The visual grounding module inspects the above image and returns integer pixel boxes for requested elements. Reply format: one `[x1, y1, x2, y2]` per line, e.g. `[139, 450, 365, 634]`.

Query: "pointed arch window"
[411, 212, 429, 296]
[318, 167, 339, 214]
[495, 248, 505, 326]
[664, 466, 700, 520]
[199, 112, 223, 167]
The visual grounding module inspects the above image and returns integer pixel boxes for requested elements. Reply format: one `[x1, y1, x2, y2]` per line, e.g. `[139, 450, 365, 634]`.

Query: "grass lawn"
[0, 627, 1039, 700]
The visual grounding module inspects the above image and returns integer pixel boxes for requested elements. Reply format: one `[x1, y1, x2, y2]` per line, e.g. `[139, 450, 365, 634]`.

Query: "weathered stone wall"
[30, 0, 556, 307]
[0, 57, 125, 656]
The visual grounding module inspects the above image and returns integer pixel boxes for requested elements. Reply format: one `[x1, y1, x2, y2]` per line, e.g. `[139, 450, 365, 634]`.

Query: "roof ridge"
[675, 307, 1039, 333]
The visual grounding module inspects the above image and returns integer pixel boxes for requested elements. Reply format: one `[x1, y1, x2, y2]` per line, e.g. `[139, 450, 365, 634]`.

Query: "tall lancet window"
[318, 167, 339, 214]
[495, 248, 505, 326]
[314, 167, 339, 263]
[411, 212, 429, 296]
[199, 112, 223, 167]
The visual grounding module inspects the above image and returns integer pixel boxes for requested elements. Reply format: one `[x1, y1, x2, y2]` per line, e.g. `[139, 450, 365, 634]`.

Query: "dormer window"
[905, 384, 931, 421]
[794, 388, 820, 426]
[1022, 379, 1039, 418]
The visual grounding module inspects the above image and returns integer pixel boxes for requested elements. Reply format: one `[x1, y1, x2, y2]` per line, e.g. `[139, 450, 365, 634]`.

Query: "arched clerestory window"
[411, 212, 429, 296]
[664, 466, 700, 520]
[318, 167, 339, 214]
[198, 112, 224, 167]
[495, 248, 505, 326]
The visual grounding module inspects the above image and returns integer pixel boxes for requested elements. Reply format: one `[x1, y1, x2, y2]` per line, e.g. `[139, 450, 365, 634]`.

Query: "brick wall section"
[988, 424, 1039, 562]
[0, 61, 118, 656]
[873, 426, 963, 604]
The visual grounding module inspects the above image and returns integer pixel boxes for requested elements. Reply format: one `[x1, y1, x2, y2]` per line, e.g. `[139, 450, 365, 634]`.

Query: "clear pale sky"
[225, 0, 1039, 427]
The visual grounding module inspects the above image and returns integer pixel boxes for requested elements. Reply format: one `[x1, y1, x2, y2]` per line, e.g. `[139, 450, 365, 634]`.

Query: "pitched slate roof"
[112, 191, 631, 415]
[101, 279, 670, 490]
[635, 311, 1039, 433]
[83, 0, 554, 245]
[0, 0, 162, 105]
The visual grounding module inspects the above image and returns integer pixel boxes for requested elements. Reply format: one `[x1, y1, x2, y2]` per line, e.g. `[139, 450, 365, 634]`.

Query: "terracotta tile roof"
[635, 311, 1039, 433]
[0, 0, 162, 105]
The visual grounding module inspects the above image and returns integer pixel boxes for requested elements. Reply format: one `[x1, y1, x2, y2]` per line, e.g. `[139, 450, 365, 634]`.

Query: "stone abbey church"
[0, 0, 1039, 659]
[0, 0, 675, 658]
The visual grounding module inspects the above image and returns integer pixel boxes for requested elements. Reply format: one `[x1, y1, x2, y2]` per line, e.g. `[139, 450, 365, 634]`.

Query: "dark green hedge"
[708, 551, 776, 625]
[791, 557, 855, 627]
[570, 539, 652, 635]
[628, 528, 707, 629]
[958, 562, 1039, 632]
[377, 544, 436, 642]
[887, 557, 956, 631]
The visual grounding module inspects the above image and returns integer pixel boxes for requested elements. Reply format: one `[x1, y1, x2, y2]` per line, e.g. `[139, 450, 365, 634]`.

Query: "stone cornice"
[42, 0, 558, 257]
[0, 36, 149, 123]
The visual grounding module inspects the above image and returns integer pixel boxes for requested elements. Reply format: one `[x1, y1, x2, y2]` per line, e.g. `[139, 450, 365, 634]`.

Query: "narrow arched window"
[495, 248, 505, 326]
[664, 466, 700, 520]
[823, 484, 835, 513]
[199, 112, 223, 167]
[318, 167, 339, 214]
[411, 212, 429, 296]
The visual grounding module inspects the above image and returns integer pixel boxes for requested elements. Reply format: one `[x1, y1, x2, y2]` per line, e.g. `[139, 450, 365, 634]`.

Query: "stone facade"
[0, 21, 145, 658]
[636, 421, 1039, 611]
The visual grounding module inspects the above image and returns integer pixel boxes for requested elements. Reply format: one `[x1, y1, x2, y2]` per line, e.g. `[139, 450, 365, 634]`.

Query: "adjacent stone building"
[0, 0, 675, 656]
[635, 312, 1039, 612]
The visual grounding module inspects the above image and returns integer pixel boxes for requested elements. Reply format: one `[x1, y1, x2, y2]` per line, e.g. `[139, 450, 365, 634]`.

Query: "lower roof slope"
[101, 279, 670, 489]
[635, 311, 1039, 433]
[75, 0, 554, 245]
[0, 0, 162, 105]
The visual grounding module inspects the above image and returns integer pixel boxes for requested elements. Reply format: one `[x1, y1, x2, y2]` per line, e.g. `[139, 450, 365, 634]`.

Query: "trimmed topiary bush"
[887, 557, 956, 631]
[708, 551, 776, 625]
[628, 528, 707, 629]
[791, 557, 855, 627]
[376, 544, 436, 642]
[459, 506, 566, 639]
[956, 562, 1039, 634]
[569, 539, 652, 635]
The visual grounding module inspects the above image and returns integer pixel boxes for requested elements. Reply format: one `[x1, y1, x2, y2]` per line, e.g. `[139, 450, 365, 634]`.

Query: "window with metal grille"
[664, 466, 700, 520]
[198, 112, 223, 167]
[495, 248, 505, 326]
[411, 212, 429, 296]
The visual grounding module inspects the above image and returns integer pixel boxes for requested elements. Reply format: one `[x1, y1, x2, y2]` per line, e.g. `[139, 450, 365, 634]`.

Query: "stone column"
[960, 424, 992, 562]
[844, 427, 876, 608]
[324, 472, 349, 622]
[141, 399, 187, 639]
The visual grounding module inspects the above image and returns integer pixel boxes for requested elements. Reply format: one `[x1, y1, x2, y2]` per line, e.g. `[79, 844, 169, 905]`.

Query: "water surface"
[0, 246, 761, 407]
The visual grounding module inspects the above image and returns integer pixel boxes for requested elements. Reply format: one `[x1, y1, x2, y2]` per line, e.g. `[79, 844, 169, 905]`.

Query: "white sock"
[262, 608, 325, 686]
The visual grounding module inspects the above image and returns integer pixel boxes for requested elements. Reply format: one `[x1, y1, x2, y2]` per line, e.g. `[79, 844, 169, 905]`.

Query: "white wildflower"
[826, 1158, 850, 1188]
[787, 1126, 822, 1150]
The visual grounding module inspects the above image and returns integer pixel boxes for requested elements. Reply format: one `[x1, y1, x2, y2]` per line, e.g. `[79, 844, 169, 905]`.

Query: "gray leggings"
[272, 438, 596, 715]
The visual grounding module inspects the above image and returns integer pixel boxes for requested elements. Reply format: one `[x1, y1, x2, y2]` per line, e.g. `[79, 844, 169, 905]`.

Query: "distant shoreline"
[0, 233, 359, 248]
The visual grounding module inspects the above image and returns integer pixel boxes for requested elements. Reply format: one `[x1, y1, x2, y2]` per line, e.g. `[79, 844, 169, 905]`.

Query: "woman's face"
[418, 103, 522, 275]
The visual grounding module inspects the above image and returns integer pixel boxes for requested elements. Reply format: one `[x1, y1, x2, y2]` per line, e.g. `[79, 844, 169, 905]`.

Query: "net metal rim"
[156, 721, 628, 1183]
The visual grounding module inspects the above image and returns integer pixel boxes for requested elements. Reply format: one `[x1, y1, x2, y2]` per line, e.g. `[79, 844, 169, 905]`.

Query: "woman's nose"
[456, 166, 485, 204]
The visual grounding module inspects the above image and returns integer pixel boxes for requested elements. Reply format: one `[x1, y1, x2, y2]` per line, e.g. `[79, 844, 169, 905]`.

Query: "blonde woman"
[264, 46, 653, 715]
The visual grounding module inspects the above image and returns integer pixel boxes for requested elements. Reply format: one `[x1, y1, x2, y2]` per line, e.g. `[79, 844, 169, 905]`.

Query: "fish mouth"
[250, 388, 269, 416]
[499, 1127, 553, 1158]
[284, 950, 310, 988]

Stated task -> Count the lines in the entries above that contain the string "metal", treating uppercase and lowercase as different. Reply with only the number.

Expected output -> 2